**DOCUMENT SEGMENT:**
++++++++++++++++++++
Look at the Trail Tech HID system, direct from Trail Tech (not batteryspace).

The mount is a little annoying b/c it doesn't swivel, but the light pattern for the Spot is Great!! It punches down the trail, but it also is wide enough to cover the edges well. 

The price is right too at about $210 for a 13W HID with a ni-cad battery that gives 3.5-3.75 hours.

I'm currently looking into doing some dremeling to a JET swivel mount to work with the TT.


----------



## vibiker (Jan 30, 2004)

Chewieez said:


> I'm currently looking into doing some dremeling to a JET swivel mount to work with the TT.


Keep us posted.

Once again, amazing how the M/C industry can produce stuff at a much cheaper cost then bicycle companies.:madman:


----------



## LyNx (Oct 26, 2004)

Just to bump this up and ask if any of these owners experienced the 1 hour charge and subsiquent burn time when they first got their light? Seems there's a few people who have experienced this (myself also for the charge haven't run it long enough to die yet=about 45 mins so far). Any feedback would be appreciated, NR s saying something about this being normal with a new battery.


----------



## LyNx (Oct 26, 2004)

*Changing Light Colour, is it normal??*

OK so people who have posted here own this light and have experience, I don't. I have the Enduro bar mounted using the universal NR bar mount and finally got to get in a decent length ride on some mixed surfaces. When I'm on smooth road the colour of the beam is a greeny/blue, but if I get into some bump son the road or on the trail it starts to flicker to a more magenta'ish colour cast - kinda like when it's starting up. ..... IS this normal for HID's, is it "breaking in"? Any advice help would be appreciated.


----------



## clubmonki (Apr 20, 2004)

*Niterider stepps up CS for my prob*

so I ask the CS guy, "this is the second light I got from Price Point with the same problem: it won't even charge the battery even thought the charger is lighting up" so he says "we can send you a working one then you send back the busted one, or try a 48 HOUR TRICKLE CHARGE" so I opted on the 1st option and plan on kicking the charge when I get home. I look foward to trying the light out.. why wont' MTBR.com put up a product review for this light?


----------



## suvlako (Feb 5, 2008)

*Enuro lights*

Gentlemen(and ladies...if any),

I will start by saying that I just bought a second enduro on ebay for get this... $119 shipped to my door and Brand spanking new. NO ********! That said it may be some chinese knock off but I seriously doubt it as it had the NR tape to seal the box and when compared to the other one that I own, it was dead nuts exactly the same. The other caveat is that it might have been hotter than a firework on the fourth of July in Az. Moral compass aside, that is a great deal and other deals like that do come around.

I love my lights and I love them for one reason and one reason only. VALUE. You get a lot of light for a lot less. People that want to complain about this and that are either whiners or they are filthy stinking loaded and never have ridden with a shitty halogen. My household income is close to $200k but when you add up bikes, helmets, packs, tools, shoes, shorts etc, etc(times two for the wife). It adds up quick and saving a hundred bucks matters!

Now I know there are nicer and more ergonomically friendly lights ut there. There may even be brighter lights out there. But someone argue this point. Can you buy a better light for the price anywhere? I don't think so.... In short, I love my light and I love it even more when it costs me $119 shipped to my door.
++++++++++++++++++++
**SUPPLIED INFORMATION:**
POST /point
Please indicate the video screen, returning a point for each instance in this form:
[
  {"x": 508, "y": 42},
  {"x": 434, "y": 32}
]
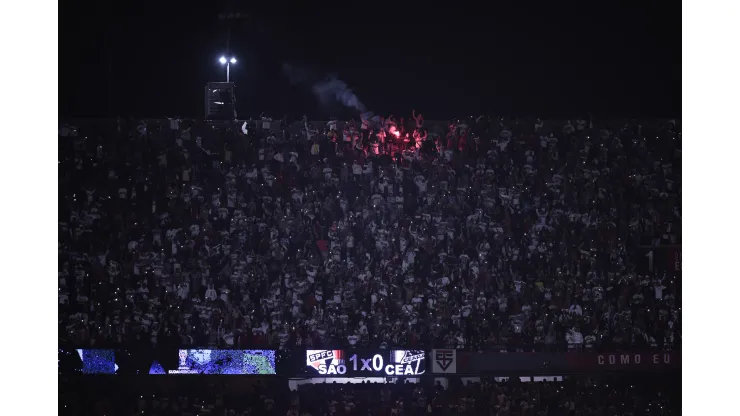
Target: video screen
++++++++++++++++++++
**REQUIREMENTS:**
- a) Repeat everything in the bike light thread from "so I ask the" down to "for this light?".
- b) Reproduce the records above line for line, leaving out the picture.

**THE ANSWERS:**
- a)
so I ask the CS guy, "this is the second light I got from Price Point with the same problem: it won't even charge the battery even thought the charger is lighting up" so he says "we can send you a working one then you send back the busted one, or try a 48 HOUR TRICKLE CHARGE" so I opted on the 1st option and plan on kicking the charge when I get home. I look foward to trying the light out.. why wont' MTBR.com put up a product review for this light?

- b)
POST /point
Please indicate the video screen, returning a point for each instance in this form:
[
  {"x": 508, "y": 42},
  {"x": 434, "y": 32}
]
Target: video screen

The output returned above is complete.